Required actions:
**a.** According to the text on aspirin and cancer risk, what aspirin dosage does the U.S. Preventive Services Task Force recommend?
**b.** In the text on aspirin and cancer risk, rewrite the paragraph beginning "In addition to age, the USPSTF states" as a bulleted list that keeps its main facts.
**c.** Continue the text on aspirin and cancer risk from the point where it stops.

Research Suggests Decreased Cancer Risk With Daily Aspirin Use

A number of studies have demonstrated the relationship between a daily aspirin regimen and a decreased incidence of some cancers, although no definitive cause-and-effect relationship has been established, nor the length of the daily aspirin treatment or the ideal dosage. The science is strong enough to warrant recommendations for daily aspirin usage from the U.S. Preventive Services Task Force.

What Cancers Might Be Prevented By Taking a Daily Aspirin?

Although there are a number of types of cancer whose incidence may be reduced by taking a daily aspirin, there are four types of cancer of the gastrointestinal system that seem to be the most greatly affected: Colon, esophagus, rectum and stomach.

Other research suggests that to a lesser extent, breast, lung, ovarian and prostate cancers may be prevented by taking an aspirin daily. The research for these cancers comes from observation of data already obtained through clinical studies on the use of daily aspirin for prevention of heart disease.

U.S. Preventive Services Task Force Recommendations for Aspirin Use to Prevent Cancer

In April 2016, the U.S. Preventive Services Task Force issued recommendations for the use of a daily aspirin regimen to help prevent both heart disease and colorectal cancer.

The USPSTF provides the strongest recommendation for the use of a daily aspirin regimen for those people in the age group of 50 to 59 years-of-age. This recommendation is graded a “B” by the USPSTF, meaning healthcare providers should offer this recommendation to their patients in that age group as it offers a “high certainty that the net benefit is moderate or there is moderate certainty that the net benefit is moderate to substantial.”

The recommended aspirin dosage is 75 mg once a day, often called low-dose aspirin or baby aspirin.

In addition to age, the USPSTF states that the people most appropriate to be considered for this have a 10 percent or greater risk of developed cardiovascular disease, are not at an increased risk for bleeding and are willing to take daily aspirin for at least ten years.

The second highest recommendation for the use of a daily aspirin regimen, receiving a grade of “C” by the USPSTF, is people between the ages of 60 to 69 years-of-age, with the same considerations of criteria as the 50 to 59 years-of-age group, and again with low-dose daily aspirin.

Data shown:
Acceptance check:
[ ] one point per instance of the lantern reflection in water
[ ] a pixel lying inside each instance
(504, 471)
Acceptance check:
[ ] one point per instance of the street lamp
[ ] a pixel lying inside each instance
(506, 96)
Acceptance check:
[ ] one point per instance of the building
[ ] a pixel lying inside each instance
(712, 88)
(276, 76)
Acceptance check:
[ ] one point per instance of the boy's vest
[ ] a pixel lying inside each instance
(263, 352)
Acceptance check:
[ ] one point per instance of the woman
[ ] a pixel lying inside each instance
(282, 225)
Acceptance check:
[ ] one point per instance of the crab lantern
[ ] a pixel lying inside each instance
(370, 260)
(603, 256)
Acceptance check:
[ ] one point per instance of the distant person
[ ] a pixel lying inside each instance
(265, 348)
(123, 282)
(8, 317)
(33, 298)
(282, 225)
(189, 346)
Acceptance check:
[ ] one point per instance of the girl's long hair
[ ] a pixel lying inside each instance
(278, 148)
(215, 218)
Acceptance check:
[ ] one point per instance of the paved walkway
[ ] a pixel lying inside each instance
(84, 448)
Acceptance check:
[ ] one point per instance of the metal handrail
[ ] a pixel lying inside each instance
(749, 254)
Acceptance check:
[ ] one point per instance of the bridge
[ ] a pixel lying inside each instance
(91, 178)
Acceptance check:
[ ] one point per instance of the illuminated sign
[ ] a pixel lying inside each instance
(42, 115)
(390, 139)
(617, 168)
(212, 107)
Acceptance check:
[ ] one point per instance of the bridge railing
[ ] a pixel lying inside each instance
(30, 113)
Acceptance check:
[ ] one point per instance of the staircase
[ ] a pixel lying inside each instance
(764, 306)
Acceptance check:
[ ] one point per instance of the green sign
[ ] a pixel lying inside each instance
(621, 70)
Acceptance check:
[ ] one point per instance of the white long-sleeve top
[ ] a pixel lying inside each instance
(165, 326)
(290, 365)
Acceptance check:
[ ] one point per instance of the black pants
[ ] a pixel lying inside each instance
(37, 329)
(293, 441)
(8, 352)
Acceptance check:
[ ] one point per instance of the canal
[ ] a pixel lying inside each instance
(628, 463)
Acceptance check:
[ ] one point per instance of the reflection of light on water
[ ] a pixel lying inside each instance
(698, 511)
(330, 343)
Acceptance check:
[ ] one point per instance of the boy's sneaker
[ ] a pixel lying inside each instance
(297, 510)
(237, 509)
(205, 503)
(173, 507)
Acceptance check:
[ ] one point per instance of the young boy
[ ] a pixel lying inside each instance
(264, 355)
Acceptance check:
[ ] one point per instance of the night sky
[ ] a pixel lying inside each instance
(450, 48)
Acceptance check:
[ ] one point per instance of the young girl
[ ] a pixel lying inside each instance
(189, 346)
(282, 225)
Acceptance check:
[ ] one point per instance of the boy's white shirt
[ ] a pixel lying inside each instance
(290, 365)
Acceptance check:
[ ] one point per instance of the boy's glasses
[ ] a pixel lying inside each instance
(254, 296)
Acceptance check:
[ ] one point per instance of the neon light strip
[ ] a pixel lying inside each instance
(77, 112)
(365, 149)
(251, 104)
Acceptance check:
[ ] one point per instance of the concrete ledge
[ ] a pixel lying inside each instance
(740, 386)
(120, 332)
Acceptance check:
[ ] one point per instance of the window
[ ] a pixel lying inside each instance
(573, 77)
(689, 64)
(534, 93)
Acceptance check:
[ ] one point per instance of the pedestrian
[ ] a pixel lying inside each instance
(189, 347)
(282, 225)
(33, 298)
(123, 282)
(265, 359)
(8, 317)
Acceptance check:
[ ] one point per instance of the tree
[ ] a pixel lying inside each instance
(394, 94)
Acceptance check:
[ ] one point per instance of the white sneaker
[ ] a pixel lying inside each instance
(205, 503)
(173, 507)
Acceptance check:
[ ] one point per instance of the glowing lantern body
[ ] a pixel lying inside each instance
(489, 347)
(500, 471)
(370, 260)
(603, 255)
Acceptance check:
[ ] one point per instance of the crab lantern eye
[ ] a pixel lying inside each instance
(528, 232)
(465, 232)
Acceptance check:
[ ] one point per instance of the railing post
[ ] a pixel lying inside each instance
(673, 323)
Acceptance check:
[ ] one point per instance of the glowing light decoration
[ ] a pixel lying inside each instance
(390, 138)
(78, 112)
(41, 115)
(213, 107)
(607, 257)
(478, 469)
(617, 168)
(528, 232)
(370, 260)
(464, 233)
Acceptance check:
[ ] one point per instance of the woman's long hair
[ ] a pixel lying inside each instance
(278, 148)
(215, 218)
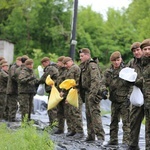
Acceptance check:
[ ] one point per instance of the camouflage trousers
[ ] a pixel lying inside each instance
(61, 115)
(52, 114)
(147, 129)
(93, 117)
(136, 117)
(2, 105)
(26, 105)
(73, 117)
(119, 111)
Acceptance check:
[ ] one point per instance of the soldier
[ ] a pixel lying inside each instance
(27, 86)
(119, 96)
(137, 113)
(89, 87)
(73, 115)
(145, 46)
(3, 87)
(12, 91)
(53, 72)
(61, 106)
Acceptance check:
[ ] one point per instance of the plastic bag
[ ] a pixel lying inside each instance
(128, 74)
(41, 90)
(136, 97)
(67, 84)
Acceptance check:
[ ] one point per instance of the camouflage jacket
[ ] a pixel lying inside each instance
(12, 86)
(61, 77)
(146, 80)
(53, 72)
(137, 65)
(27, 81)
(118, 88)
(90, 77)
(3, 81)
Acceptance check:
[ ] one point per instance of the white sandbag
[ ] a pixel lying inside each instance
(136, 97)
(128, 74)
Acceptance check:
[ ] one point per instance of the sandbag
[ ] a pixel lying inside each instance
(67, 84)
(49, 81)
(136, 97)
(41, 90)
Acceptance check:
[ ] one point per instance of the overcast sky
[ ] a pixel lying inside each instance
(102, 5)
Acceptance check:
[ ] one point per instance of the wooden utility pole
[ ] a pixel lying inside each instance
(73, 41)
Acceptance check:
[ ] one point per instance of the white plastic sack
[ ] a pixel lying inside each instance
(41, 90)
(136, 97)
(128, 74)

Answer set:
**a.** 75 mg once a day, often called low-dose aspirin or baby aspirin.

**b.**
Beyond age, the USPSTF considers the following people most appropriate for a daily aspirin regimen:
- those with a 10 percent or greater risk of developing cardiovascular disease
- those not at an increased risk for bleeding
- those willing to take daily aspirin for at least ten years

**c.**
The “C” grade indicates that the scientific evidence supporting the use of a daily aspirin regimen is of a moderate certainty that the net benefit versus the potential risks is small and healthcare providers should recommend this only to selected patients – those that have at least a 10-year life expectancy and those who consider the potential benefits of daily aspirin over its potential harm in addition to the criteria established for 50 to 59- year-olds.

The use of daily aspirin to prevent cancer in those younger than 50 or older than 69 does not have enough scientific evidence to support recommendations for its use in these age groups, nor for the prevention of cardiovascular disease in these ages.

What Are the Potential Harms of Taking a Daily Aspirin?

While a daily low-dose aspirin is sometimes recommended by healthcare providers as a prevention for stroke, the benefit there comes from the prevention potential for a stroke caused by blockage of a blood vessel in the brain. Because aspirin thins the blood, its use in the prevention of this type of a stroke is useful.

However, in the event of a hemorrhagic stroke, where a blood vessel bursts in the brain, the use of daily aspirin can lead to more bleeding in this type of stroke than not having the blood-thinning properties of aspirin in your body.

Aspirin also has the potential to lead to bleeding in the gastrointestinal tract that in some instances could lead to death.

Individuals who are taking any one of a number of prescription medications such as Coumadin (warfarin), heparin, Xarelto, Eliquis or any of the other medications used in the prevention of blood clots should not take aspirin unless specifically directed to by the prescriber of their medication. Daily aspirin use also has the potential to interact with other prescription and over-the-counter medications as well.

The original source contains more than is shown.